--- start of Excerpted records ---

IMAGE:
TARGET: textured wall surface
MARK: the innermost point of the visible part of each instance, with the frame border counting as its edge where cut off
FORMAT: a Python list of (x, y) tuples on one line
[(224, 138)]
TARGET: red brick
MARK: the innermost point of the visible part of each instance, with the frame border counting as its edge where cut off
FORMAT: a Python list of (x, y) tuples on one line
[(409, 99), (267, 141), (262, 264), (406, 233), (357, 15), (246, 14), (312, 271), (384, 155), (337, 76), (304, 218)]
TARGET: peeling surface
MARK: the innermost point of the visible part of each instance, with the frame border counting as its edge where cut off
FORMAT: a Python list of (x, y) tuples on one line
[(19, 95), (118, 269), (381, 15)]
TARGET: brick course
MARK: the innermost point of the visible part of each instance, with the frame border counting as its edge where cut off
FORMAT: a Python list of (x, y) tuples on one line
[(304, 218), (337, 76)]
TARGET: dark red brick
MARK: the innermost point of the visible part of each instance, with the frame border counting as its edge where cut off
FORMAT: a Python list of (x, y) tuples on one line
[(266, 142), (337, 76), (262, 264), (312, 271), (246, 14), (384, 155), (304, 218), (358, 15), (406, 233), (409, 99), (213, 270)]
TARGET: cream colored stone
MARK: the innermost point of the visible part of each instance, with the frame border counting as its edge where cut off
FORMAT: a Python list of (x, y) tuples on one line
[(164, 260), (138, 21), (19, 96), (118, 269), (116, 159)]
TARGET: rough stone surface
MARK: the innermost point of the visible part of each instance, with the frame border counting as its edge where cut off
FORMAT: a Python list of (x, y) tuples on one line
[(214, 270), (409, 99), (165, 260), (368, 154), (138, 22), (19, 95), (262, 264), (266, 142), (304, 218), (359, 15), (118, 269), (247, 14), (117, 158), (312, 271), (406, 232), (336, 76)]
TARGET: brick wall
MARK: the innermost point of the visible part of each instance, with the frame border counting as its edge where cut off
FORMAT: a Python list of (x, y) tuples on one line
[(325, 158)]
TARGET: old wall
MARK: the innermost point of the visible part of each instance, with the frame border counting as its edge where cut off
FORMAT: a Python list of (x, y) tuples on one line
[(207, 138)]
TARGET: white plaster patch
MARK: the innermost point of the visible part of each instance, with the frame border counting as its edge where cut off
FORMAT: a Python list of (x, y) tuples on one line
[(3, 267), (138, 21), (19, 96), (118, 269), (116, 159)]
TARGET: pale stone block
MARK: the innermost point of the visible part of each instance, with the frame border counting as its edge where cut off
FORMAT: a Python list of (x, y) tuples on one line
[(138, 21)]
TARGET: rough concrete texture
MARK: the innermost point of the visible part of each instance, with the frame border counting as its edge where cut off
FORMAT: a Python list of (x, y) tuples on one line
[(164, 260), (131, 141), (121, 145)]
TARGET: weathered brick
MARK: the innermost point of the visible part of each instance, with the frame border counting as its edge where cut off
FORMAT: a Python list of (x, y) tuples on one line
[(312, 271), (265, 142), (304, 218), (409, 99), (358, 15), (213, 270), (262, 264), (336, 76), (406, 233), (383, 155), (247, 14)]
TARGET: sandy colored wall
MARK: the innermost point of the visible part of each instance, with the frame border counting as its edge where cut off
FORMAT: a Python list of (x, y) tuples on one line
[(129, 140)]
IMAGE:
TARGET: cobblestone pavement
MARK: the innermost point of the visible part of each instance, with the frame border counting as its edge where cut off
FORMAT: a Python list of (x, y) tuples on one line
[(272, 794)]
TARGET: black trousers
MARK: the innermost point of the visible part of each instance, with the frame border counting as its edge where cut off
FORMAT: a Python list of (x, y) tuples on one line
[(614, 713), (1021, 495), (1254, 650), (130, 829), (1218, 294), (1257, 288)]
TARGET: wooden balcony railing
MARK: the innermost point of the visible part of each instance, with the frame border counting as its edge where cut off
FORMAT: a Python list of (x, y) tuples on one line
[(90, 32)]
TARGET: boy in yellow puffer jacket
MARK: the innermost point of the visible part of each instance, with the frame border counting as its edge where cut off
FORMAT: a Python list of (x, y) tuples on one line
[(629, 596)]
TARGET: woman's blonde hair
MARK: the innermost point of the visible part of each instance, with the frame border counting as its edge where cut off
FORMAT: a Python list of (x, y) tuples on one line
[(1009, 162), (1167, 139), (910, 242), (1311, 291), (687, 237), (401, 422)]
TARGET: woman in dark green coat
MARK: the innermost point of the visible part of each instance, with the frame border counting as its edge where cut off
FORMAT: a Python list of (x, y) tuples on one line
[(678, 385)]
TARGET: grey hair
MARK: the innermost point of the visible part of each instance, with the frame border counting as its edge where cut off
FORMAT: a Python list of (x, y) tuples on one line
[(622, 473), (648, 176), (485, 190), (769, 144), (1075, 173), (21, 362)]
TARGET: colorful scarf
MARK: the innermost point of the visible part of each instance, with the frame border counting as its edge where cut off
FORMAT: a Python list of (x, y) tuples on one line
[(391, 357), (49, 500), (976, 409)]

--- end of Excerpted records ---

◆ **What this task involves**
Reproduce all of the data above in full, keeping every line unchanged.

◆ **Final result**
IMAGE:
TARGET: textured wall surface
MARK: the innermost point of the visible part of each instance, with the frame border counting as its edge where cut off
FORMAT: a Python list of (x, y) tuples on one line
[(224, 138)]
TARGET: red brick
MARK: the innermost point of the visible part of each instance, with the frame border counting as its edge where cut off
FORMAT: a Python list of (x, y) tuples on one line
[(409, 99), (267, 141), (262, 264), (406, 233), (357, 15), (246, 14), (312, 271), (384, 155), (337, 76), (304, 218)]
TARGET: peeling surface
MARK: the innermost point of the visible part of each instance, with the frame border counting as its edge where cut off
FORMAT: a Python list of (x, y) tuples on one line
[(19, 95), (118, 269), (381, 15)]
TARGET: brick course
MARK: the innermost point of the visible part of each instance, with the frame border counting as its edge where cut off
FORMAT: a Python list of (x, y) tuples on one line
[(304, 218), (337, 76)]
TARGET: dark red brick
MARK: the innermost point of the visible part of each instance, with the frame border counting as its edge where cut off
FORMAT: a Python list of (x, y) tuples on one line
[(266, 142), (337, 76), (262, 264), (312, 271), (246, 14), (384, 155), (304, 218), (358, 15), (406, 233), (409, 99), (213, 270)]
TARGET: cream colored stone
MARK: the innermost point of the visible part of each instance, with the frame border counting as its edge where cut off
FORMAT: a Python list of (x, y) tuples on one line
[(164, 260), (138, 21), (19, 96), (118, 269), (116, 159)]
TARGET: rough stone surface
MARK: the innermost point of the visible part of each instance, with the frame border counting as its edge where cut off
FORMAT: a Python list of (x, y) tuples on one line
[(214, 270), (409, 99), (165, 260), (368, 154), (138, 22), (19, 95), (262, 264), (266, 142), (304, 218), (359, 15), (118, 269), (247, 14), (117, 158), (312, 271), (406, 232), (336, 76)]
TARGET: brick wall
MARK: the innermost point of the visible part of each instance, with the frame border counting as its edge where cut off
FORMAT: a Python list of (x, y) tuples on one line
[(325, 158)]
TARGET: old wall
MARK: the innermost point of the visible part of each instance, with the frame border counting as its edge where cut off
FORMAT: a Python list of (x, y) tuples on one line
[(207, 138)]
TARGET: white plaster patch
MARK: the innermost point of the visible part of each instance, with the frame border counting as its edge where cut off
FORMAT: a Python list of (x, y) tuples on one line
[(3, 267), (138, 21), (19, 96), (118, 269), (116, 159)]
TARGET: pale stone block
MARK: the innermost point of the visible part of each instance, with the frame border counting as its edge where cut off
FORMAT: a Python list of (x, y) tuples on one line
[(138, 21)]
TARGET: rough concrete texture
MARK: the innermost point of the visible part of each instance, with the frame border counting as its edge where cut off
FORMAT: a Python list of (x, y) tuples on one line
[(164, 260), (131, 141), (121, 145)]
TARGET: weathered brick
MARK: the innermost point of the visible part of each instance, with the frame border counting as its edge where cut off
FORMAT: a Python list of (x, y) tuples on one line
[(312, 271), (265, 142), (304, 218), (409, 99), (358, 15), (213, 270), (262, 264), (336, 76), (406, 233), (383, 155), (247, 14)]
TARGET: sandy colored wall
MARK: the innermost point of the visible part of each instance, with the frame border counting as its edge where cut off
FORMAT: a Python list of (x, y) tuples on one line
[(129, 140)]
IMAGE:
TARGET: cobblestone pavement
MARK: the innermost point of the visible part of each instance, with the frame border counting as its edge where cut off
FORMAT: a Python list of (x, y) tuples on one line
[(272, 794)]
TARGET: black trousers
MARK: the innermost point of the visible part of each instance, with the frame border counting as its edge where cut off
FORMAT: a Python list of (x, y) tuples on one line
[(614, 713), (1021, 495), (1254, 650), (130, 829), (1218, 294), (1257, 288)]
TARGET: wooden balcony railing
MARK: the innermost point of the visible part of each instance, with the frame border counting as its edge where cut off
FORMAT: a Python list of (x, y) tuples on one line
[(90, 32)]
TARGET: boy in yellow puffer jacket
MARK: the innermost point of the visible part of each instance, with the frame border counting as its edge where cut off
FORMAT: a Python list of (x, y) tuples on one line
[(629, 596)]
TARGET: woman's blonde hair
MARK: the innermost point of the visible part of each instance, with the frame border counting as its edge where cut off
FORMAT: a Python list of (x, y) tuples on one line
[(1009, 162), (1167, 139), (910, 242), (1311, 291), (687, 237), (401, 422)]
TARGET: woman in dark green coat
MARK: the innermost point of the visible part of each instance, with the frame border counting as its edge where cut off
FORMAT: a Python list of (x, y) tuples on one line
[(678, 385)]
TARGET: grey hair
MARK: the innermost point of the visible part of each instance, with the frame border counting as its edge where cut off
FORMAT: a Python list of (x, y) tuples on one line
[(622, 473), (648, 176), (485, 190), (769, 144), (1075, 173), (21, 362)]
TARGET: colorful scarf
MARK: the innermost point of the visible part of each instance, with the frame border counting as its edge where cut off
FORMAT: a Python list of (x, y) tuples on one line
[(391, 357), (49, 500), (976, 409)]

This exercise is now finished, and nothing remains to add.